(Data items)
++++++++++

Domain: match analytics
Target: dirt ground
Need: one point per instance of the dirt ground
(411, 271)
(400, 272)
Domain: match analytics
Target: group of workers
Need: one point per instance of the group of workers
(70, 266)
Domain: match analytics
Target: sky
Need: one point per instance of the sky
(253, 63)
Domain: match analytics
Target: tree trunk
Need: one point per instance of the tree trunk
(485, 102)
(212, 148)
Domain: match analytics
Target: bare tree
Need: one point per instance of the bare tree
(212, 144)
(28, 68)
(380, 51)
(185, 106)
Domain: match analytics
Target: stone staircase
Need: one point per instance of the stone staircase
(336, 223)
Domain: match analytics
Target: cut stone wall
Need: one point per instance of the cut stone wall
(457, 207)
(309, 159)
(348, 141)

++++++++++

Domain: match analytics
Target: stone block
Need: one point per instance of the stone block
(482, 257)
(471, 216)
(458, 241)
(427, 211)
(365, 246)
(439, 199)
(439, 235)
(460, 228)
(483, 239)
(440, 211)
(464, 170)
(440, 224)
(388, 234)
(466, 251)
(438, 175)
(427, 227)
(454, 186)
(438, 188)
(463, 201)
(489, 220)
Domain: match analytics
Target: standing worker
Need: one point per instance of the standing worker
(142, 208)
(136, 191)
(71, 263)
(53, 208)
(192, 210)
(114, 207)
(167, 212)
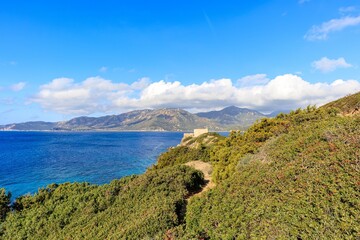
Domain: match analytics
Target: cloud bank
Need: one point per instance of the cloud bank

++++++++++

> Your assignment:
All lines of the records above that carry the word "Target" should be listed.

> Problem solution:
Target: dirt ground
Target: group of workers
Target: sky
Target: tree trunk
Target: bare tree
Target: stone staircase
Target: cut stone wall
Target: stone block
Target: standing worker
Target: cloud bank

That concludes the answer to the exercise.